> Your objective
Text in the records must be reproduced exactly, and pictures must be skipped.

> Source data
*** Block opens ***

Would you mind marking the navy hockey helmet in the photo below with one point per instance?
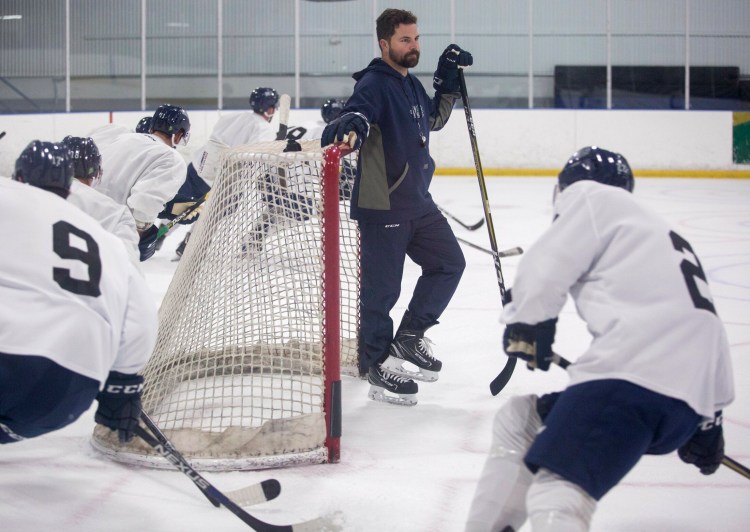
(144, 125)
(85, 157)
(331, 110)
(45, 165)
(171, 119)
(262, 98)
(597, 164)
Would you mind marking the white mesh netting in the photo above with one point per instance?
(237, 378)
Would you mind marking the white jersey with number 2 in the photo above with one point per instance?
(68, 291)
(640, 289)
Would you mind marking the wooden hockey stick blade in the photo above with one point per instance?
(736, 466)
(264, 491)
(499, 382)
(166, 228)
(167, 451)
(512, 252)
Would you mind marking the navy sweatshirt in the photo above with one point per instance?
(395, 167)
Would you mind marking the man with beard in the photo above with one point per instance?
(389, 118)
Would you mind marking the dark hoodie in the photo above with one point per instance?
(395, 168)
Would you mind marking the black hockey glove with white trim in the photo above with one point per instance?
(445, 79)
(147, 243)
(350, 128)
(705, 449)
(120, 404)
(532, 343)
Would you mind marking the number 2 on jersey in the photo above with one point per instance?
(691, 271)
(61, 232)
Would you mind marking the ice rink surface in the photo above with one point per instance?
(414, 469)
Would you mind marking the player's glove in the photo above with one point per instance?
(705, 449)
(446, 75)
(532, 343)
(120, 404)
(147, 243)
(350, 128)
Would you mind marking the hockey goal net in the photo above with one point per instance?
(260, 318)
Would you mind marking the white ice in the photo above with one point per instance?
(414, 469)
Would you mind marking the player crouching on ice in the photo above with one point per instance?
(654, 379)
(77, 320)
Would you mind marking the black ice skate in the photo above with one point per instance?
(181, 248)
(392, 389)
(412, 347)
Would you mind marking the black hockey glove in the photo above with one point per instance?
(446, 75)
(120, 404)
(532, 343)
(147, 243)
(705, 449)
(341, 129)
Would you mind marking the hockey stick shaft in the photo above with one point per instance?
(499, 382)
(512, 252)
(254, 494)
(166, 228)
(164, 441)
(504, 376)
(168, 451)
(734, 465)
(473, 227)
(285, 103)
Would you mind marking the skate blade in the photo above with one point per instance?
(377, 393)
(395, 366)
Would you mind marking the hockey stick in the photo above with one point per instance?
(736, 466)
(462, 224)
(167, 451)
(499, 382)
(167, 227)
(502, 379)
(285, 102)
(264, 491)
(512, 252)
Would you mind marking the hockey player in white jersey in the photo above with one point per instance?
(77, 321)
(108, 133)
(145, 171)
(329, 111)
(87, 169)
(232, 130)
(654, 379)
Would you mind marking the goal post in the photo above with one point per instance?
(260, 319)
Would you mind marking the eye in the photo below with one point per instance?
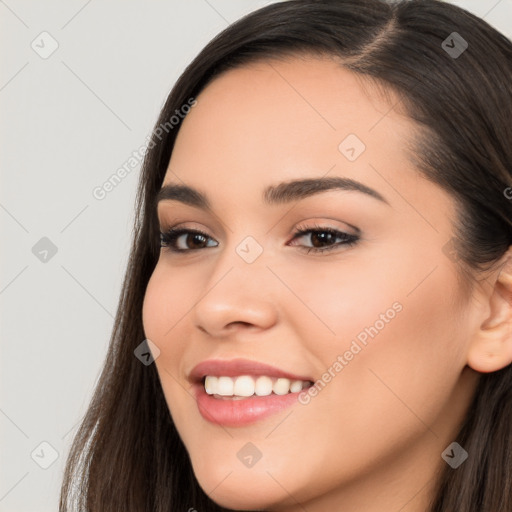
(324, 238)
(178, 239)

*** Block closes ***

> Answer to this task
Would you mind marking the navy hockey helmet in the photo below with one point per instance?
(144, 125)
(85, 157)
(331, 110)
(45, 165)
(171, 119)
(262, 98)
(597, 164)
Would you mind marking the white mesh netting in the photo above with one point per instance?
(237, 378)
Would you mind marking the white jersey with number 2 in the photo above with one point per instance?
(68, 291)
(640, 289)
Would you mind marking the wooden hockey stick blade in the photo above with one point per instance?
(736, 466)
(264, 491)
(499, 382)
(166, 228)
(167, 451)
(512, 252)
Would you mind marking the navy sweatshirt in the photo above with one point per instance?
(395, 167)
Would you mind marking the man with beard in the photo above with one point per instance?
(389, 118)
Would you mind marking the dark hoodie in the photo above with one point per instance?
(395, 168)
Would you mind marking the black hockey glove with white trim in the photo above with one point per instance?
(445, 79)
(147, 243)
(350, 128)
(705, 449)
(120, 404)
(532, 343)
Would you mind marking the number 2 on jersey in the photo above with one point per instance?
(691, 271)
(61, 232)
Would you mind marking the ice rink surface in the photo above with one point per instance?
(414, 469)
Would you mind marking the player's glove in the photo above with one point per instance?
(705, 449)
(446, 75)
(532, 343)
(120, 404)
(147, 243)
(350, 128)
Would you mind marking the hockey goal net in the photo above with one point per instance?
(260, 318)
Would you mind marking the white ice in the photo above with one point per instance?
(414, 469)
Would you mind marking the player crouching on ice in the photo above with one point per instance?
(654, 379)
(77, 320)
Would you mind marking the black ice skate in the photo above with one point per instance?
(181, 248)
(392, 389)
(412, 347)
Would you mind marking the black hockey glove in the photo above with one point per instance?
(446, 75)
(120, 404)
(532, 343)
(147, 243)
(705, 449)
(341, 129)
Would you mind marking the hockey stick shaft in the photo above with one point per instance?
(499, 382)
(512, 252)
(254, 494)
(166, 228)
(164, 441)
(504, 376)
(168, 451)
(734, 465)
(473, 227)
(285, 103)
Would you mind marking the skate blade in the photo above with one point per instance?
(377, 393)
(395, 366)
Would you mind marking the hockey stick in the photo above with one point per instance?
(736, 466)
(462, 224)
(167, 451)
(499, 382)
(167, 227)
(502, 379)
(285, 102)
(264, 491)
(512, 252)
Would you mind marking the hockey player in white jersey in the photo above with one point per instance?
(77, 321)
(108, 133)
(145, 171)
(329, 111)
(87, 169)
(232, 130)
(654, 379)
Would you mind marking the goal post in the photo above with one point per instance?
(260, 319)
Would you mind marking the eye in the photo below with one point per instance?
(324, 238)
(178, 239)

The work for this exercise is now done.